[What to work on]
Reproduce every line of the records below exactly as they appear, leaving out the pictures.

[Input data]
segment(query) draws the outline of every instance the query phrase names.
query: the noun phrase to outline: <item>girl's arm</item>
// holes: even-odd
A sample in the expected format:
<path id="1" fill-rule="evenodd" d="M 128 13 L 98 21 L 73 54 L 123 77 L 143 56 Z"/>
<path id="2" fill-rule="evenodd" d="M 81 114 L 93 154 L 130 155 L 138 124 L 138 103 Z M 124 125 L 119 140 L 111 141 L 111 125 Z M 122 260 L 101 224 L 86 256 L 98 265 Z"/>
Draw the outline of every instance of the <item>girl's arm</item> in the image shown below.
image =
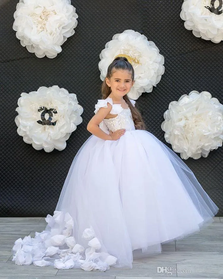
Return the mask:
<path id="1" fill-rule="evenodd" d="M 112 108 L 112 106 L 107 103 L 107 107 L 100 107 L 96 114 L 94 115 L 88 122 L 87 130 L 92 134 L 105 140 L 113 139 L 110 135 L 108 135 L 100 129 L 99 125 L 108 114 Z"/>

[Result of the exercise]
segment(query) draws the outline of every instance the query phrase names.
query: the noun phrase to outline: <item>girl's arm</item>
// holes: even-odd
A sample in the expected format:
<path id="1" fill-rule="evenodd" d="M 128 13 L 98 21 L 73 54 L 123 77 L 143 56 Z"/>
<path id="2" fill-rule="evenodd" d="M 81 114 L 93 154 L 130 155 L 138 124 L 138 103 Z M 124 125 L 119 140 L 111 141 L 111 125 Z M 122 260 L 101 224 L 86 256 L 98 265 Z"/>
Draw the outline of every instance of the <item>girl's arm</item> in the image shown below.
image =
Return the mask:
<path id="1" fill-rule="evenodd" d="M 112 108 L 112 106 L 107 103 L 107 107 L 100 107 L 96 114 L 94 115 L 88 122 L 87 130 L 92 134 L 105 140 L 113 139 L 110 135 L 108 135 L 100 129 L 99 125 L 108 114 Z"/>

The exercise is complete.